Set problem a: Reproduce a section of the passage about Miss Lazarus word for word, starting with "Miss Lazarus was" and going on through "the same periodical.".

Excerpted passage:
----

Her first important prose work was "Alide, an Episode of Goethe's Life" (Philadelphia, 1874), after which she contributed her poems, including numerous translations from Heine, principally to "Scribner's Monthly." Her translations were collected and published as "Poems and Ballads of Heine (New York, 1881), and her miscellaneous poems under the title of "Songs of a Semite" (1882).
Miss Lazarus was a Jewess, and wrote for "The Century"
several very striking essays on topics relating to the condition of her race,
notably "Was the Earl of Beaconsfield a Representative Jew?" and "Russian
Christianity versus Modern Judaism." She also wrote critical articles on Salvini,
Emerson, and others, for the same periodical.
During the winter of 1882 thousands of Russian Jews came to New York to escape the brutal treatment suffered in Russia, and it became necessary to devise means for their employment. Miss Lazarus published articles in the "American Hebrew," indicating a system of technical education, solving the difficulty, and the project was soon put into execution. During this year her "In Exile," "The Crowing of the Red Cock." and "The Banner of the Jew" were written.
Her last writings, a series of prose poems, appeared in 1887. She also translated poems from the mediaeval Hebrew writers Judah Halevy, Ian Gabirol, and Moses ben Esra, several of which have been incorporated in the ritual of many American synagogues.

----

Input records:
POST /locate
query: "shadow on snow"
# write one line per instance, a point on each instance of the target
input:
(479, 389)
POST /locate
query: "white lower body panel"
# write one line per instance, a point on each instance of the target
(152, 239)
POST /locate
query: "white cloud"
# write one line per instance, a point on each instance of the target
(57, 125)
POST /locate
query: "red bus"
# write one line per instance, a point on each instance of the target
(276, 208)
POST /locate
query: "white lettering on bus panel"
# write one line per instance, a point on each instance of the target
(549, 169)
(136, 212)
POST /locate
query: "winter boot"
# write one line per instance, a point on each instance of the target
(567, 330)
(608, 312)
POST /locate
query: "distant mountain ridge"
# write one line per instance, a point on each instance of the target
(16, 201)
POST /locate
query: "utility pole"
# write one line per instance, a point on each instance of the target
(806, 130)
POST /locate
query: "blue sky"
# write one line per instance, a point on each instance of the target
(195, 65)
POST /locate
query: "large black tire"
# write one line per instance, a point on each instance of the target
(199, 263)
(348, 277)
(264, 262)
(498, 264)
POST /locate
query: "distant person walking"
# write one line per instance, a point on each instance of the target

----

Set problem b: Rewrite all of the entries above in full, requests included, with each point coordinate in the answers multiplied by 2 and rounded to a whole number, halves rounded up.

Right answer a:
Miss Lazarus was a Jewess, and wrote for "The Century"
several very striking essays on topics relating to the condition of her race,
notably "Was the Earl of Beaconsfield a Representative Jew?" and "Russian
Christianity versus Modern Judaism." She also wrote critical articles on Salvini,
Emerson, and others, for the same periodical.

Right answer b:
POST /locate
query: "shadow on snow"
# write one line per instance, a point on each instance of the target
input:
(958, 778)
POST /locate
query: "white lower body panel"
# write one line per instance, a point on each instance of the target
(304, 478)
POST /locate
query: "white cloud"
# write one line per instance, a point on each instance of the target
(114, 250)
POST /locate
query: "red bus"
# write one line per instance, a point on each instance of the target
(552, 416)
POST /locate
query: "white lettering on bus panel"
# write one line per instance, a point on each instance of the target
(1098, 338)
(272, 424)
POST /locate
query: "winter boot"
# write one line per instance, a point on each instance of the target
(1134, 660)
(1216, 624)
POST /locate
query: "distant mountain ridge"
# write one line per instance, a point on each instance of the target
(32, 402)
POST /locate
query: "utility pole"
# write one line per instance, a point on each instance of the target
(1612, 260)
POST /locate
query: "blue sky"
# write one line per instance, a point on each instance of the target
(390, 130)
POST /locate
query: "large black tire"
# write one line per instance, a point on each instance of the target
(398, 526)
(696, 554)
(528, 524)
(996, 528)
POST /locate
query: "distant person walking"
# write one line per instance, a point on each instance of the target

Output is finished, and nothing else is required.